- **GIVEN INSTRUCTION**:
Reproduce all of the data below verbatim, keeping every line in its original order and form.

- **Excerpts from a pointing dataset**:
++++++++

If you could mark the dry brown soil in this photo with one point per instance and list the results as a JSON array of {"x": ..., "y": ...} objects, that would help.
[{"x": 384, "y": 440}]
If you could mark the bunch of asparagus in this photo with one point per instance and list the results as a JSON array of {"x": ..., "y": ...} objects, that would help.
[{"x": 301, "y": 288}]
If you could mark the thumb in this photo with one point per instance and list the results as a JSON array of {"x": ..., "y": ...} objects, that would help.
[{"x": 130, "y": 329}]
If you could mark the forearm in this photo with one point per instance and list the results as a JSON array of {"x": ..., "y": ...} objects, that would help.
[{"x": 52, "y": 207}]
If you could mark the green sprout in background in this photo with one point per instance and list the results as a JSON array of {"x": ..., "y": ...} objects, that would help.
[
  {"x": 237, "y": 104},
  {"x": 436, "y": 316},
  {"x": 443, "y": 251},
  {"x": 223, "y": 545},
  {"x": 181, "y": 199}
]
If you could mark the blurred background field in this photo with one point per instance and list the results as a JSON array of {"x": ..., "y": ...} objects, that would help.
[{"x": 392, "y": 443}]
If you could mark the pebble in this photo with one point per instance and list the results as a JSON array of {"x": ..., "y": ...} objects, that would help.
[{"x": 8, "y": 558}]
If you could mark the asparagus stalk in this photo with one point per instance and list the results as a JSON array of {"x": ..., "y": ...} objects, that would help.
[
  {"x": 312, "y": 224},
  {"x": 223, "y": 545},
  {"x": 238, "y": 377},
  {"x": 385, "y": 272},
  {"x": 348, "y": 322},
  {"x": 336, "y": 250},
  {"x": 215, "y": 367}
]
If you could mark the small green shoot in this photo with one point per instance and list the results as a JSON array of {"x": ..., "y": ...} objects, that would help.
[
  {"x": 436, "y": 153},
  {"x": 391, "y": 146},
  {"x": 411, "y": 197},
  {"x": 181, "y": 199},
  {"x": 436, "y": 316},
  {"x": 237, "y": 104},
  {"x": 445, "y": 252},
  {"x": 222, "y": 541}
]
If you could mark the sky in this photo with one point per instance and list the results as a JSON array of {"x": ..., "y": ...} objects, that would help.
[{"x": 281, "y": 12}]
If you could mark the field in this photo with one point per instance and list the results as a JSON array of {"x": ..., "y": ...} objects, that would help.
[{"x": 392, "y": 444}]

++++++++

- **CORRECT RESPONSE**:
If you could mark the dry brown soil in this photo with one point per instance and list the results as a JSON array of {"x": ..., "y": ...} objects, that would help.
[{"x": 384, "y": 440}]
If you could mark the bunch of asparagus in this photo with one point per instance and list the results as a JSON array of {"x": ..., "y": ...} objects, that would help.
[{"x": 301, "y": 288}]
If you could mark the thumb in this photo with one point per instance and list the results as a JSON array of {"x": ..., "y": ...} objects, that would help.
[{"x": 130, "y": 329}]
If you could mark the forearm in this photo with one point per instance and list the results as a JSON array of {"x": ..., "y": ...} objects, that would help.
[{"x": 52, "y": 207}]
If you could mark the green sprout in background in this photo with one point per instance and list the results as a JSON array of {"x": ..., "y": ...} objects, that would help.
[
  {"x": 237, "y": 104},
  {"x": 436, "y": 316},
  {"x": 443, "y": 251},
  {"x": 223, "y": 545},
  {"x": 181, "y": 199}
]
If you could mark the blurred background field in this photo with one point per instance and list the results as a JSON array of {"x": ..., "y": ...} objects, that would help.
[{"x": 392, "y": 443}]
If you could mark the pebble in this photo with one point per instance and list the results as a JSON array of {"x": ..., "y": ...} objects, that would help.
[{"x": 8, "y": 558}]
If you could mark the asparagus stalk in this photo with one point per instance and list the results as a JSON array of {"x": ..., "y": ...} objects, that would help.
[
  {"x": 312, "y": 224},
  {"x": 223, "y": 545},
  {"x": 238, "y": 377},
  {"x": 385, "y": 272},
  {"x": 348, "y": 322},
  {"x": 336, "y": 250},
  {"x": 215, "y": 367}
]
If you could mark the small green shoot in this photo with one point per instance and list the results as a JSON array of {"x": ..., "y": ...} objects, that would help.
[
  {"x": 436, "y": 153},
  {"x": 391, "y": 146},
  {"x": 411, "y": 197},
  {"x": 181, "y": 199},
  {"x": 436, "y": 316},
  {"x": 237, "y": 104},
  {"x": 445, "y": 252},
  {"x": 222, "y": 541}
]
If you could mark the sky in this photo with one point per instance and list the results as a JSON array of {"x": ..., "y": ...} objects, that would help.
[{"x": 281, "y": 12}]
If you could mark the field in this photo with one point per instance and list the results as a JSON array of {"x": ..., "y": ...} objects, that would help.
[{"x": 392, "y": 444}]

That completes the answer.